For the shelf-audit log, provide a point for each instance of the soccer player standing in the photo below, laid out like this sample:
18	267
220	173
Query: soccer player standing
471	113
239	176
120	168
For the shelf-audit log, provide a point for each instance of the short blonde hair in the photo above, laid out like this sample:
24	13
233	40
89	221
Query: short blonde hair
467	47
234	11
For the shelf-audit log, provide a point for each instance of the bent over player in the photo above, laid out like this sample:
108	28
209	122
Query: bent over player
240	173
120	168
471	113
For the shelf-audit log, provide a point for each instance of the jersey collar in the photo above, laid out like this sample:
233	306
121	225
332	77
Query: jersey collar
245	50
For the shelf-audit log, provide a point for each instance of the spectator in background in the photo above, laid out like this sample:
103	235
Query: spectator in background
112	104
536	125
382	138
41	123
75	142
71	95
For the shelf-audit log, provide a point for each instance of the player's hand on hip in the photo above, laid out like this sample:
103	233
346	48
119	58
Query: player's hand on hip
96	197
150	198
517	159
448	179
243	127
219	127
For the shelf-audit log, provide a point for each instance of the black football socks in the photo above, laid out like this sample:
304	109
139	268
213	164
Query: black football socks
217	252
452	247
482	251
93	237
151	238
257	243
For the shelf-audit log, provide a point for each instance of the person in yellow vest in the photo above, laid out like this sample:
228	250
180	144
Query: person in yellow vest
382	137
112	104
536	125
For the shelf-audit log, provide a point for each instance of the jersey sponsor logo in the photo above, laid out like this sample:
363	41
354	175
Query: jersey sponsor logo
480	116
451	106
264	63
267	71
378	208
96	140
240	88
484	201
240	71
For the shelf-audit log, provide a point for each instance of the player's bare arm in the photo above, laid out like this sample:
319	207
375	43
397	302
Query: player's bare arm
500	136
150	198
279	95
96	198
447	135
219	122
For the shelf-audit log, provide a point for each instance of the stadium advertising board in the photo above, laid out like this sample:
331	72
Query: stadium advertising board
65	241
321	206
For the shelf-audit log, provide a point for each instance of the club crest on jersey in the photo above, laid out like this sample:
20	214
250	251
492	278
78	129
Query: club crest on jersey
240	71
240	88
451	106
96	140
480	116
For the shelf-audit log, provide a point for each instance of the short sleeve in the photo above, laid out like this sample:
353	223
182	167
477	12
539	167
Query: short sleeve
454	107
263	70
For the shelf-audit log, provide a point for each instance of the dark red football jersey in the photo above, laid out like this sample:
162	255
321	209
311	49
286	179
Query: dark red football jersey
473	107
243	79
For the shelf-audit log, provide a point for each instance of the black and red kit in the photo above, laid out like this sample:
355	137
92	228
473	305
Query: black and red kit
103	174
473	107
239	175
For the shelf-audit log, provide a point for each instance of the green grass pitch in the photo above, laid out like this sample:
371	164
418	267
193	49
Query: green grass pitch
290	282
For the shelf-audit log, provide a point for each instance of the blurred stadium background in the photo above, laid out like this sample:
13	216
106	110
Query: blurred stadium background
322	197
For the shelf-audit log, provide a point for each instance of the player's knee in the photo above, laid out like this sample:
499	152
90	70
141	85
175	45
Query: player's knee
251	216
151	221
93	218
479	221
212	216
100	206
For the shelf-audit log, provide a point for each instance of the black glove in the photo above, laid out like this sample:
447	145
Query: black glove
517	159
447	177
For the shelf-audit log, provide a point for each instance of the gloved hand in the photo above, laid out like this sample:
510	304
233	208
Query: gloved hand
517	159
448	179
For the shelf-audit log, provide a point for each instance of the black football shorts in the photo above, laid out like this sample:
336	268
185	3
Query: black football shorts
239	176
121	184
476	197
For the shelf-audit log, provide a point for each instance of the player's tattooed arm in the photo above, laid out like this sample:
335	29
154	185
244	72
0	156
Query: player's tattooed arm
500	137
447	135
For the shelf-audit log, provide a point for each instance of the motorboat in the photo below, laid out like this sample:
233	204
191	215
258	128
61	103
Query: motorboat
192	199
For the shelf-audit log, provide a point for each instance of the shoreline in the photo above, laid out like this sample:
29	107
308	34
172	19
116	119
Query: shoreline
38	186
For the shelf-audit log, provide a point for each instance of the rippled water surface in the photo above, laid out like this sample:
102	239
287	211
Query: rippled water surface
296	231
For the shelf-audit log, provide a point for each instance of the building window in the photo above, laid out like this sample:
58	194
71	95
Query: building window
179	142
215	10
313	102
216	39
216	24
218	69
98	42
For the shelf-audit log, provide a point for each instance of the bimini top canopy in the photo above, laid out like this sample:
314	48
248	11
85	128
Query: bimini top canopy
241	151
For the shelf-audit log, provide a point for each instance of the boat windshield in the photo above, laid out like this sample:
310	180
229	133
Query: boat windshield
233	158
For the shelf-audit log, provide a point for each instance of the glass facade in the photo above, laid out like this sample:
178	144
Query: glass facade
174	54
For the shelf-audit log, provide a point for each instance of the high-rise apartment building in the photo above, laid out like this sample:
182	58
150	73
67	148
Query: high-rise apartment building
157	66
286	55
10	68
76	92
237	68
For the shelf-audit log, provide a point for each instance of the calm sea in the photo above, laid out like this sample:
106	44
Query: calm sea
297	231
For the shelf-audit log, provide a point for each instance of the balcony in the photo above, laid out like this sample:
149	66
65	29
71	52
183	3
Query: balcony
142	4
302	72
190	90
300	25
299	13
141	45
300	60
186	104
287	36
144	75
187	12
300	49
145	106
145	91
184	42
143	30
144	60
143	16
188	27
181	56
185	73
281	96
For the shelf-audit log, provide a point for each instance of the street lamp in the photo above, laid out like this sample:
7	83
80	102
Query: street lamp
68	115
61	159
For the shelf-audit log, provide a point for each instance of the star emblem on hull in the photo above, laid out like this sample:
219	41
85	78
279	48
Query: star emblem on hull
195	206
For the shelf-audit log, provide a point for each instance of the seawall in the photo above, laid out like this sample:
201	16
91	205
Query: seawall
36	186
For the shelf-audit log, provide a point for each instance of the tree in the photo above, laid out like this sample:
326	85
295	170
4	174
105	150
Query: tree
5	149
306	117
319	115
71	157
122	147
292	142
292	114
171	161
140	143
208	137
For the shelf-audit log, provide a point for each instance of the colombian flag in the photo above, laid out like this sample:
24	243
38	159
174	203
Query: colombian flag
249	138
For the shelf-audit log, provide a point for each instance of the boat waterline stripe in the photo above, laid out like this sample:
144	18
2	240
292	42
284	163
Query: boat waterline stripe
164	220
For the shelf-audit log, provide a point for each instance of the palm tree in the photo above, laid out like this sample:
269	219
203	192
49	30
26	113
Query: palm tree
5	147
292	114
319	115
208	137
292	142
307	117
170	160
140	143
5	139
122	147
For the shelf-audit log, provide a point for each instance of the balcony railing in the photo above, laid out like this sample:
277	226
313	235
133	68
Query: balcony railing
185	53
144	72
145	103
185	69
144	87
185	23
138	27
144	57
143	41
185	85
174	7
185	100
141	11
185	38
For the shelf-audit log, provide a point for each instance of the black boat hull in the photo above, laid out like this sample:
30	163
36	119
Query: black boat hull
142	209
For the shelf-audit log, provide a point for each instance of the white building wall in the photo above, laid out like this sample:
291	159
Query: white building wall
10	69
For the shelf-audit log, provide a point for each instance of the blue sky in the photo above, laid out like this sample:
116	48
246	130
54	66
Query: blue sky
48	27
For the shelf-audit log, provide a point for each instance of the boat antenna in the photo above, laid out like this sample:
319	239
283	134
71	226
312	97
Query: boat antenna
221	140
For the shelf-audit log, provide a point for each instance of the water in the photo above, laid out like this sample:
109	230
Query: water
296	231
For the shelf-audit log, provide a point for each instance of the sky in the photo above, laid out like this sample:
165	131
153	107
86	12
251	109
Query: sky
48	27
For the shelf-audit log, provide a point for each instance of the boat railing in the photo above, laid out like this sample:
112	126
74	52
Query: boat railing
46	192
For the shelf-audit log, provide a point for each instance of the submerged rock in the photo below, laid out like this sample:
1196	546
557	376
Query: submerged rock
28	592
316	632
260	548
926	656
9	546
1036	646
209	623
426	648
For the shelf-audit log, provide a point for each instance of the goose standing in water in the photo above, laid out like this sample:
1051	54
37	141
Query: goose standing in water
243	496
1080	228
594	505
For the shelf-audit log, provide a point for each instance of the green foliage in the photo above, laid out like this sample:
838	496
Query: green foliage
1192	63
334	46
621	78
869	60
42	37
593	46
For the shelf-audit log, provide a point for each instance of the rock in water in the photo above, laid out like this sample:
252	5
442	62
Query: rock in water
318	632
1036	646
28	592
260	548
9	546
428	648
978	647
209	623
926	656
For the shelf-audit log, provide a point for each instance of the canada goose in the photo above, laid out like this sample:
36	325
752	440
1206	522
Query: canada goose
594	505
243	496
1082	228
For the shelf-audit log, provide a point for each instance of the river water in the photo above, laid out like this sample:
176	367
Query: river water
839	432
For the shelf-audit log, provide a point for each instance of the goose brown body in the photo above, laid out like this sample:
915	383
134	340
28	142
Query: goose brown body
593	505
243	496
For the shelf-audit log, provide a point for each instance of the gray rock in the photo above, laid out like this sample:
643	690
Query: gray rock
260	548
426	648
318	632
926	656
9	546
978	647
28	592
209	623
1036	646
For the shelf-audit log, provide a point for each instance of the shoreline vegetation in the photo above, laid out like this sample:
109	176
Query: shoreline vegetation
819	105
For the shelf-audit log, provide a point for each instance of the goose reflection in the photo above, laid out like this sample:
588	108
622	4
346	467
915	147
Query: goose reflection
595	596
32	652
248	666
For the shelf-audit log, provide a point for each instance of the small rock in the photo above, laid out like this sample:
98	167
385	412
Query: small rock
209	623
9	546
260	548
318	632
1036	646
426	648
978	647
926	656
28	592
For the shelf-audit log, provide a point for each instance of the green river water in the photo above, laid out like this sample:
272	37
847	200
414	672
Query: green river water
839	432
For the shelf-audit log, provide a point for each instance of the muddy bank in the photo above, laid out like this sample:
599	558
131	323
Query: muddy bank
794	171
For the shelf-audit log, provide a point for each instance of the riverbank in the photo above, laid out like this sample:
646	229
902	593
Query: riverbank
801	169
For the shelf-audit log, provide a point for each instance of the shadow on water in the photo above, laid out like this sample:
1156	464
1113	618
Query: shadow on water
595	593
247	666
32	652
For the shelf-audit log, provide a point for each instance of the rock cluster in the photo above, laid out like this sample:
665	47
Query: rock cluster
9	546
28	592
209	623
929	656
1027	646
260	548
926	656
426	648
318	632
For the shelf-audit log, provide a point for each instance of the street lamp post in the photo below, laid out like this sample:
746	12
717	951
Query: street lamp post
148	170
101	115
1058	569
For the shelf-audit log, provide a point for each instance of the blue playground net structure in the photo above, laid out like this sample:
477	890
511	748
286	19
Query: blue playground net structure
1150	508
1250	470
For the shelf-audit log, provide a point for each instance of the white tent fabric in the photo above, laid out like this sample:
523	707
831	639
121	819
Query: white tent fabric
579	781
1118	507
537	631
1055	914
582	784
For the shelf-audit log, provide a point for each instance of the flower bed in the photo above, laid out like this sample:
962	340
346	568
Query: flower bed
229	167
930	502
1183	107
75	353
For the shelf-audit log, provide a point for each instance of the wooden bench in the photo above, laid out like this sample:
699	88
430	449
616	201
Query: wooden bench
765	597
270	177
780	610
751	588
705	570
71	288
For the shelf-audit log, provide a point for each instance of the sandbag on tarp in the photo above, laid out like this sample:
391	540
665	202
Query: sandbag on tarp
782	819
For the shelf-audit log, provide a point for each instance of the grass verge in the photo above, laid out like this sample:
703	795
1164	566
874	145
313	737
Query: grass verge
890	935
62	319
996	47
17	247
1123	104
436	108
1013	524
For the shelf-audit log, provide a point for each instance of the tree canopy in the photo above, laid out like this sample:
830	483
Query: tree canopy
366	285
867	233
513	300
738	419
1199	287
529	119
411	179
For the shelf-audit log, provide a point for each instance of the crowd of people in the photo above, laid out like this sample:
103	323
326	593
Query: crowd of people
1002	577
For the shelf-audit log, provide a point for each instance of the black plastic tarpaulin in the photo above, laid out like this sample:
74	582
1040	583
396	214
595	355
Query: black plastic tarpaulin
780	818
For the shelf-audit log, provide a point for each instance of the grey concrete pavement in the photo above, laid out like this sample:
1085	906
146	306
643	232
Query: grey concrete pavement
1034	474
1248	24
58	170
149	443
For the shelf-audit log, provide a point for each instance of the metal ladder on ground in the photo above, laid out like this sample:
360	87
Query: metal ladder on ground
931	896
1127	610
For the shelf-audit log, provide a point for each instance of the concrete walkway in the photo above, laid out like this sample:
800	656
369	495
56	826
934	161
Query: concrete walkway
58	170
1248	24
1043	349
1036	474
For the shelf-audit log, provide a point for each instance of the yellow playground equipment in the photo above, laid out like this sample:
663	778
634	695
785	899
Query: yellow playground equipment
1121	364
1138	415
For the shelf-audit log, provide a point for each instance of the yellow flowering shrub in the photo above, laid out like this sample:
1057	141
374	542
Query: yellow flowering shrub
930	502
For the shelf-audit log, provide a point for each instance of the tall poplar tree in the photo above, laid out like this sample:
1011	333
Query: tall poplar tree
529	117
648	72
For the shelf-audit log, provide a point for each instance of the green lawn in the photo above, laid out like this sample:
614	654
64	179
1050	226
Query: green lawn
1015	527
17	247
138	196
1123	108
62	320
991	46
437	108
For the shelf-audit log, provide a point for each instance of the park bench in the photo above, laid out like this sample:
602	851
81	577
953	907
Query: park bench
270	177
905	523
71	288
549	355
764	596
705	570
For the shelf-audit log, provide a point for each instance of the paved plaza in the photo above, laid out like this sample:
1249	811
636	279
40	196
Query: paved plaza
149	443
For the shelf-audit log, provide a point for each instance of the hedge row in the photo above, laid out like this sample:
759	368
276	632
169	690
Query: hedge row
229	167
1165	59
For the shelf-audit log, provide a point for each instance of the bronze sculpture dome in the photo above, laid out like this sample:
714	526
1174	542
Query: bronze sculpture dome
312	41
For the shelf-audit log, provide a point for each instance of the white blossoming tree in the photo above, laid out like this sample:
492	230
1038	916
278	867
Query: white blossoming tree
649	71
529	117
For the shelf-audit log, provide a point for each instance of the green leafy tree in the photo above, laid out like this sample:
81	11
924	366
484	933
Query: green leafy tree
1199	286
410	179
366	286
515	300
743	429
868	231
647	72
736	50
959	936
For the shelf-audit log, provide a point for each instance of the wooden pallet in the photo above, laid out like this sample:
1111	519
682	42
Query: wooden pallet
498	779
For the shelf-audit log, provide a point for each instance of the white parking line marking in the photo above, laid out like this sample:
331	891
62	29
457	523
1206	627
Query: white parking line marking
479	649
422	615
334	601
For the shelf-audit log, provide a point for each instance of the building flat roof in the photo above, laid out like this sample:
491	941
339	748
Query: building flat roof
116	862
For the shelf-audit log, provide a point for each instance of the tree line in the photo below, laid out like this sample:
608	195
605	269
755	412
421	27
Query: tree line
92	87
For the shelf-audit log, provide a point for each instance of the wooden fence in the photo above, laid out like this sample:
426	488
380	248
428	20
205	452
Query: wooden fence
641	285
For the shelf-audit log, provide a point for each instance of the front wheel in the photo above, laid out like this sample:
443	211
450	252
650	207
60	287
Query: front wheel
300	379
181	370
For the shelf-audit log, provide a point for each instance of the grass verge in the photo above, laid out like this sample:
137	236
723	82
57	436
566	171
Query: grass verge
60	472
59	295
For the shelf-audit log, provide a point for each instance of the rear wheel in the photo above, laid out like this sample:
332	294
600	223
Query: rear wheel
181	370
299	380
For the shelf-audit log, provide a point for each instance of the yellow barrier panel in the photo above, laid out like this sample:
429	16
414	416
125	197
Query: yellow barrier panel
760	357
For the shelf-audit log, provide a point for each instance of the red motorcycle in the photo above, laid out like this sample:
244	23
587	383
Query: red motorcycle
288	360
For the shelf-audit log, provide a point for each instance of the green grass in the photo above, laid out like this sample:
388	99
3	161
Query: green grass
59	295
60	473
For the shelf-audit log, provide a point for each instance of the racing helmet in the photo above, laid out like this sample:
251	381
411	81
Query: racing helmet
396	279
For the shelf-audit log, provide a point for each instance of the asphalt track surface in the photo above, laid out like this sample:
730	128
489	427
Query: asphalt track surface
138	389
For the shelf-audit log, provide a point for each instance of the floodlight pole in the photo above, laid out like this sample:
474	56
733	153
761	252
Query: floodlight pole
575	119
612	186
- - - -
◆ Instruction
All lines from the one containing "the yellow barrier" through the end of the records, both ends included, are to be quoted exactly; please add nothing else.

◆ Exercise answer
For the shelf-audit log, provide a point for each instance of the yellow barrier panel in the photo above, laid out like this sample:
429	16
414	416
125	197
Query: yellow barrier panel
760	357
For the shelf-audit log, provide a point for each instance of the red motorcycle in the photo above, laid out like this sample:
244	23
587	383
Query: red motorcycle
288	360
For the shelf-audit log, provide a point for each instance of the green grass in the photo above, laid out like this sample:
388	99
3	161
Query: green grass
59	295
60	473
For the shelf-audit log, provide a point for each instance of the racing helmet in the photo above, laid out like this sample:
251	381
411	81
Query: racing helmet
396	279
For the shelf-audit log, provide a point for each instance of the asphalt track surface in the photo above, laid out like this sample:
730	128
489	427
Query: asphalt track surface
138	389
For the shelf-audit log, provide a point for each instance of the floodlight pole in the photo above, laid out like this sample:
474	56
733	153
761	252
Query: floodlight pole
575	119
612	186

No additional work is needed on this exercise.